Reproduce exactly, with no other output, every line of the data below from the line containing "In this photo, where can the reflection" to the end, inclusive.

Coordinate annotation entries
[Start]
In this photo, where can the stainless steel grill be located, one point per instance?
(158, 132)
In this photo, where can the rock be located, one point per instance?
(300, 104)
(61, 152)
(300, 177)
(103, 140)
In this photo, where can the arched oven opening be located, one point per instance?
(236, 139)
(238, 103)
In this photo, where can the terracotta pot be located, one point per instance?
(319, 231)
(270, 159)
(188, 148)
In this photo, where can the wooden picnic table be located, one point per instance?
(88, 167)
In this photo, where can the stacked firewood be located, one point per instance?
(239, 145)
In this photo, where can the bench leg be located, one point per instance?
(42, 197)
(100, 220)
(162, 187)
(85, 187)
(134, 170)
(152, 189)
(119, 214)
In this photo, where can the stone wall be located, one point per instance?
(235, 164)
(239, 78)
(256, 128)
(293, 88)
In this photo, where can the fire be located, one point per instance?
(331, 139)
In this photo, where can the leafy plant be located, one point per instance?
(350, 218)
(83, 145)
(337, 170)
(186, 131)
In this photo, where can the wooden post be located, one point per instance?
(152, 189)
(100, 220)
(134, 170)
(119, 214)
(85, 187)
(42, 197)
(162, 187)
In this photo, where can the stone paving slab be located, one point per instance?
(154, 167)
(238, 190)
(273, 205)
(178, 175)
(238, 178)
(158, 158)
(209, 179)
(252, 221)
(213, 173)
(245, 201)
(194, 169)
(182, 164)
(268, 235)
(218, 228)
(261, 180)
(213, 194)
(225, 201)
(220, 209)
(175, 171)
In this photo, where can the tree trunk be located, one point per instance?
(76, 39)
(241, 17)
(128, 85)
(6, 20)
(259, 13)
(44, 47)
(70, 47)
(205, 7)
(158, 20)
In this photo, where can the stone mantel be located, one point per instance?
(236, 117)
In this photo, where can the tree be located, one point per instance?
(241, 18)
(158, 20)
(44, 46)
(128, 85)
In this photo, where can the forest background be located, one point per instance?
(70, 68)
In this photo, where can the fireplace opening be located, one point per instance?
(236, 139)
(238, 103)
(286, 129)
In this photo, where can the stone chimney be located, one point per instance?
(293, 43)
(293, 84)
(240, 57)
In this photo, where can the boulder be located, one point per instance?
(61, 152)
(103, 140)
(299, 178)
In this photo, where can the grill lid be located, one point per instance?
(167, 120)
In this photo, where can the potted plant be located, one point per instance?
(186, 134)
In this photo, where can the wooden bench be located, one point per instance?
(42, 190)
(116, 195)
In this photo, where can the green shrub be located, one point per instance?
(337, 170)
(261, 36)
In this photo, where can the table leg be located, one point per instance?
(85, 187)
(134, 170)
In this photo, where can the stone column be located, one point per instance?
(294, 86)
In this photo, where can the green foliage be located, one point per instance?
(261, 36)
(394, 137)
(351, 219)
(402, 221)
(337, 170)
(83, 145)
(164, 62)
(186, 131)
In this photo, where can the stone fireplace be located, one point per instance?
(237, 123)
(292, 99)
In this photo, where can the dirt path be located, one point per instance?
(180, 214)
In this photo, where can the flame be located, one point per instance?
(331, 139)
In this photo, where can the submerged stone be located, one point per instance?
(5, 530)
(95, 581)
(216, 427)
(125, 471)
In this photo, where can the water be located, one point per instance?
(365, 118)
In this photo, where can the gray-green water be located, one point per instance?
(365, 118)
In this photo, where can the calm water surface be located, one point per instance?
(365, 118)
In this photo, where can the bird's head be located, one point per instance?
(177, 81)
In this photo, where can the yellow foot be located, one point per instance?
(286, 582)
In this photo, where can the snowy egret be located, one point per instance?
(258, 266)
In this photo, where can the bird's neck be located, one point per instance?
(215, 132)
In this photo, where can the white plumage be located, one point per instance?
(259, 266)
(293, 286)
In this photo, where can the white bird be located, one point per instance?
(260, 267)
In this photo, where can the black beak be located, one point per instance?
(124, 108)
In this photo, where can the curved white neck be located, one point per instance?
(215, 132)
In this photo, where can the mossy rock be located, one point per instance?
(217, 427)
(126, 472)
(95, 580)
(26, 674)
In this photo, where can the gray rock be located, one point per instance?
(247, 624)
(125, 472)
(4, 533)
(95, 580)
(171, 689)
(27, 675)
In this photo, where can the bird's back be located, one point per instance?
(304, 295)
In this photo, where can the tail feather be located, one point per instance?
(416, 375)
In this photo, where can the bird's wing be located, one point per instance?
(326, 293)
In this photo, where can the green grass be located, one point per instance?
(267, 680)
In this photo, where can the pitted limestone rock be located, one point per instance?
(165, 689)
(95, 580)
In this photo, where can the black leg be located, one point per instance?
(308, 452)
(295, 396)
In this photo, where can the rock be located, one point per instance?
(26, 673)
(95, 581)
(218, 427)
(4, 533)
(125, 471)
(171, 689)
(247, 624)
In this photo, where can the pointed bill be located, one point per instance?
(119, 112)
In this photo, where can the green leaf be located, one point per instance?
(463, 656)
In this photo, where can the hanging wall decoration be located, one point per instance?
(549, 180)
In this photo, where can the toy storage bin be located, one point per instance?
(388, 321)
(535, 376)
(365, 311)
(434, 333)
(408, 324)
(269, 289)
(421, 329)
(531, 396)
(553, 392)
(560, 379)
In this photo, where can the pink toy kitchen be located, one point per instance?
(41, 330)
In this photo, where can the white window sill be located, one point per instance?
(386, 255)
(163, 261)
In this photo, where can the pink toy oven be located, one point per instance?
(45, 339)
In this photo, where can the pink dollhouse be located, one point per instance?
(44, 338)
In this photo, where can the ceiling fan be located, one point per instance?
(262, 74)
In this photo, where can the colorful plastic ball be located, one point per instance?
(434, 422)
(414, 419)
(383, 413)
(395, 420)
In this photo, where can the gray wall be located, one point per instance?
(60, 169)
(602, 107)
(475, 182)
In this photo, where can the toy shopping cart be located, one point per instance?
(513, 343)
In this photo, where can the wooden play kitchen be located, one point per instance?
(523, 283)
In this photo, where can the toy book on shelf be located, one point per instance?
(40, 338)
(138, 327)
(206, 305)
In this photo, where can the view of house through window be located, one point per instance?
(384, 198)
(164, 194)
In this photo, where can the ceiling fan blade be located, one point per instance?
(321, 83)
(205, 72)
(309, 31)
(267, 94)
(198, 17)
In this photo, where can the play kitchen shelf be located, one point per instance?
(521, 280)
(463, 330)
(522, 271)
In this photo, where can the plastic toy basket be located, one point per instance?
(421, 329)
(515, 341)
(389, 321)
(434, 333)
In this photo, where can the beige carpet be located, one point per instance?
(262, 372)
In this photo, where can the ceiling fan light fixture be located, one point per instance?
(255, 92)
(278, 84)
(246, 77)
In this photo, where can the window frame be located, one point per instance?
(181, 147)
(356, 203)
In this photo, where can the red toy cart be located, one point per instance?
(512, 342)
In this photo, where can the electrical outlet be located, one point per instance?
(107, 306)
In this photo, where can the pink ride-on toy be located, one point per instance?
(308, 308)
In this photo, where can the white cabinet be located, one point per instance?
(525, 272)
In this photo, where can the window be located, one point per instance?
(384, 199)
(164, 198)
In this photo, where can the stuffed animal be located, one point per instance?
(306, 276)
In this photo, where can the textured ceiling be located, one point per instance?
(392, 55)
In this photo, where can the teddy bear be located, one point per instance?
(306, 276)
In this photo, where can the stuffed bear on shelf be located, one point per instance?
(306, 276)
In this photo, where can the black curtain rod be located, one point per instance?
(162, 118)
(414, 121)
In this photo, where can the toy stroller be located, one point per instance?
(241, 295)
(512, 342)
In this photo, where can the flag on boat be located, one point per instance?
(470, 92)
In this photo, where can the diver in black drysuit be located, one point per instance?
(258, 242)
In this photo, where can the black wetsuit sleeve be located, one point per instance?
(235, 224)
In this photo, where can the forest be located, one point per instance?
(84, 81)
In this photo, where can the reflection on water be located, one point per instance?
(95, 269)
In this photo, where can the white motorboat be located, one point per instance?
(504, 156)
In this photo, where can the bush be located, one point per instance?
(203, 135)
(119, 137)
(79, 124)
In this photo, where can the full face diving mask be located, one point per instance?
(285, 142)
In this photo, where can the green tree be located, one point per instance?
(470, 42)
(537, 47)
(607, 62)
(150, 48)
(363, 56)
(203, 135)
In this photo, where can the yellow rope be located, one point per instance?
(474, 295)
[End]
Output –
In this photo, where can the reflection on water be located, one point per instance?
(95, 269)
In this photo, where can the white motorboat be located, one point per instance?
(504, 156)
In this photo, where can the bush be located, one point per instance?
(203, 135)
(119, 137)
(79, 124)
In this photo, where can the full face diving mask be located, one point per instance?
(285, 142)
In this photo, where can the green tree be located, one point per instance?
(470, 42)
(537, 47)
(607, 62)
(150, 48)
(363, 56)
(203, 135)
In this photo, where can the yellow rope be located, one point per instance?
(474, 295)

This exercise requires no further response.